Work to complete:
1. From the post on backups below, set down word for word the part that opens with the words containing "My approach to backups" and closes with "has become corrupt.".
2. In the backup post below, shorten the paragraph beginning "This strategy covers most of the likely restore scenarios" while keeping its main facts.
3. Write what comes next in the post on backups below, continuing from its final sentence.

Text segment:
My approach to backups
In this post I describe my approach to backing up personal data. My backup process is something I've refined over many years, striving to keep it simple while ensuring my backups are complete and redundant.
The 3-2-1 backup strategy
I try to follow the 3-2-1 backup strategy for all my backups. The 3-2-1 strategy states that you should:
- Keep 3 copies of your data
- on 2 different media
- with at least 1 copy being kept off-site
This strategy covers most of the likely restore scenarios you'll run into, and some less likely ones. The obvious one is simply restoring your working copy from backup. By keeping at least two additional copies it ensures that you can still restore if your main backup media has become corrupt.
Keeping one of the copies off-site ensures that you can still restore your data in the event of a full disaster - such as a lightning strike frying all your electronics or a fire breaking out in your home.

Information shown:
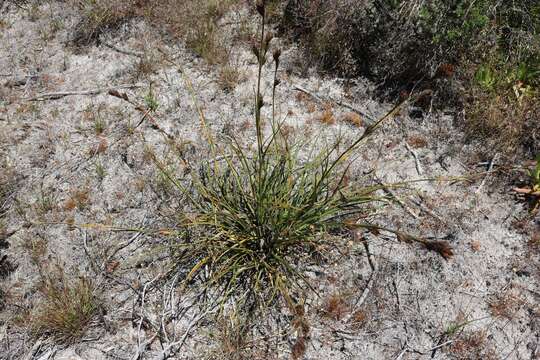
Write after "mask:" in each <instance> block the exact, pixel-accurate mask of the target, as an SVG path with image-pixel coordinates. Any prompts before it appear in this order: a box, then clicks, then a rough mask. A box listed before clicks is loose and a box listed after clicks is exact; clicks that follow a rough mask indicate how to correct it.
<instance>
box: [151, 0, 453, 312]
mask: <svg viewBox="0 0 540 360" xmlns="http://www.w3.org/2000/svg"><path fill="white" fill-rule="evenodd" d="M257 12H258V13H259V15H260V18H261V29H260V34H259V40H258V44H257V45H254V46H253V48H252V50H253V54H254V55H255V57H256V59H257V63H258V76H257V84H256V94H255V109H254V114H255V115H254V125H255V131H256V150H255V151H253V150H246V149H245V148H244V147H242V146H241V145H240V143H239V142H238V141H237V140H236V139H234V138H233V139H232V140H231V141H230V143H229V145H228V146H227V147H221V146H219V145H217V144H216V142H215V141H214V140H213V138H212V136H211V135H210V134H209V133H208V132H207V139H208V142H209V145H210V149H211V153H212V154H213V155H214V158H213V159H211V160H208V161H206V162H205V163H203V164H202V165H201V166H200V167H199V171H197V172H192V174H194V177H193V183H192V188H193V189H194V191H191V190H188V188H187V187H185V186H183V185H182V184H181V183H179V182H178V181H176V180H174V177H173V176H172V175H171V176H170V177H169V178H170V179H171V181H173V183H174V184H176V185H177V186H178V187H179V188H181V190H182V191H184V193H185V194H187V197H188V198H189V199H190V202H191V206H192V207H193V208H194V209H195V214H194V216H192V217H191V218H190V220H189V221H188V225H187V226H186V227H185V228H183V230H182V231H181V232H180V233H181V234H182V235H179V239H177V240H178V241H176V242H175V243H174V249H176V251H175V254H176V256H177V261H176V264H178V266H181V267H183V269H184V270H185V277H186V278H185V279H186V283H189V282H193V281H195V280H196V278H198V280H199V281H202V283H203V284H205V286H208V288H210V287H211V288H212V289H214V290H216V289H218V290H217V293H218V294H219V299H221V300H220V301H221V302H222V303H226V302H227V301H229V300H231V299H235V300H237V301H241V302H243V303H245V304H250V306H253V305H263V306H267V305H268V304H270V303H271V302H272V301H274V300H276V299H278V298H283V299H285V300H286V301H287V302H289V304H290V301H291V299H292V296H291V294H292V293H294V292H295V290H298V289H299V288H306V287H309V282H308V281H307V280H306V279H305V276H304V274H305V272H304V265H306V264H310V263H313V262H314V261H317V258H320V256H318V255H320V254H321V253H324V252H326V251H327V250H328V249H330V248H332V247H334V246H336V242H335V237H333V236H331V235H330V234H331V233H332V232H333V231H335V230H339V229H341V230H342V229H344V228H349V229H350V228H354V229H358V228H360V229H362V228H363V229H366V230H370V231H372V232H374V233H375V232H376V231H379V230H390V229H386V228H383V227H380V226H378V225H375V224H368V223H358V221H357V219H358V218H359V216H358V215H359V214H361V213H367V212H368V209H369V208H370V207H372V206H371V204H373V203H375V202H378V201H384V200H385V199H384V198H382V197H380V196H379V195H378V194H377V190H379V189H381V185H375V186H368V187H360V188H358V187H353V186H351V185H349V184H348V182H347V181H346V173H347V170H348V167H349V165H350V164H349V163H348V162H350V161H349V159H350V157H351V155H352V154H353V152H354V150H355V149H357V148H358V146H360V144H361V143H362V142H363V141H365V140H366V139H367V138H368V137H369V136H370V135H371V134H372V133H373V132H374V131H375V130H376V129H377V128H378V127H379V126H380V125H381V124H382V123H383V122H384V121H385V120H386V119H389V118H391V117H392V116H393V115H395V114H396V112H397V111H398V110H399V109H400V107H401V106H402V105H403V104H400V105H398V106H396V107H395V108H394V109H392V110H391V111H390V112H389V113H388V114H386V115H385V116H383V117H382V118H380V119H379V120H378V121H376V122H374V123H373V124H372V125H370V126H368V127H367V128H366V130H365V131H364V133H363V134H362V135H361V136H360V137H359V138H358V139H356V140H355V141H354V142H352V144H350V145H349V146H348V147H347V148H346V149H345V150H341V151H340V150H339V141H336V143H334V144H333V145H332V146H329V147H326V148H325V149H323V150H321V151H314V152H313V153H312V154H311V156H310V157H309V158H307V159H304V158H303V157H302V156H300V150H301V149H300V148H301V147H300V146H298V145H295V144H291V143H290V141H289V140H288V138H287V136H285V135H284V133H283V132H282V125H283V123H282V122H280V121H278V120H277V119H276V114H275V106H274V103H275V98H276V90H277V88H278V86H279V83H280V81H279V79H278V70H279V65H280V56H281V51H280V50H279V49H275V50H273V51H271V50H270V48H271V43H272V35H271V33H270V32H267V31H266V29H265V18H266V8H265V3H264V1H258V2H257ZM269 60H270V61H271V60H273V70H274V71H273V75H274V76H273V80H274V81H273V84H272V85H271V86H272V89H271V90H272V91H271V93H272V109H271V111H269V112H270V113H271V114H272V115H271V117H270V118H269V119H266V118H265V117H264V116H263V111H262V110H263V107H265V106H267V104H266V103H265V101H264V98H263V95H262V86H263V71H264V68H265V65H267V62H268V61H269ZM200 116H201V121H202V122H203V124H204V123H205V119H204V115H203V114H202V112H201V113H200ZM268 120H269V121H268ZM206 129H207V128H206ZM265 129H266V130H267V131H268V132H269V135H266V136H265ZM160 169H161V170H162V171H164V172H166V169H165V168H164V167H161V166H160ZM390 231H392V230H390ZM393 232H394V233H396V234H397V235H398V238H399V239H400V240H404V241H407V242H412V241H414V242H420V243H422V244H423V245H424V246H425V247H426V248H428V249H430V250H435V251H437V252H439V253H440V254H441V255H443V256H445V257H448V256H451V255H452V251H451V249H450V248H449V247H448V245H446V244H445V243H442V242H436V241H435V242H428V241H425V240H422V239H419V238H416V237H413V236H410V235H406V234H403V233H399V232H396V231H393ZM333 239H334V240H333ZM323 257H324V256H323Z"/></svg>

Answers in order:
1.
My approach to backups
In this post I describe my approach to backing up personal data. My backup process is something I've refined over many years, striving to keep it simple while ensuring my backups are complete and redundant.
The 3-2-1 backup strategy
I try to follow the 3-2-1 backup strategy for all my backups. The 3-2-1 strategy states that you should:
- Keep 3 copies of your data
- on 2 different media
- with at least 1 copy being kept off-site
This strategy covers most of the likely restore scenarios you'll run into, and some less likely ones. The obvious one is simply restoring your working copy from backup. By keeping at least two additional copies it ensures that you can still restore if your main backup media has become corrupt.

2. The strategy handles most likely restore scenarios and some less likely ones. The most common is restoring the working copy from backup. Keeping at least two additional copies means a restore is still possible if the main backup media becomes corrupt.

3.
When implementing my backup strategy I have a few additional considerations to the above strategy:
- All backup operations must happen automatically, i.e. I shouldn't spend any time on the backup process unless something breaks
- Two out of three backup copies should be kept on media under my control, not in the cloud. However, the cloud is a good choice for the off-site backup
- Backups must be encrypted
- Backups must be tested and verified periodically
- Backups must be pruned periodically
- Backups must be stored in an open and documented format
- I must be notified of any backup errors
In the 3-2-1 strategy I count the working copy of my data as one of those three copies.
Data overview
Before implementing a backup strategy, it's good to have an idea about what data you need to back up and where that data lives.
For example, I have three devices holding data I care about:
- Laptop
- File server
- iPhone
My laptop holds the working copy of all my important data. This includes:
- Code and configuration (in Git repositories)
- Documents
- Email, contacts and calendar
- Photos
- Data from cloud services I use
Since my laptop runs macOS, all my data is stored in a single location: $HOME
.
This makes it easy to backup everything, but I still add some exclude rules for
cache directories and other cruft.
My file server holds both a working copy of some less important data and my primary backups. My phone holds a subset of the data on my laptop, such as documents, email and photos.
Implementation
To implement my backup strategy I rely primarily on these programs:
I use restic
to create backup snapshots periodically on my laptop and my file
server. Both of these devices run restic backup
of my home directory once a
day, and store their data in a shared restic repository.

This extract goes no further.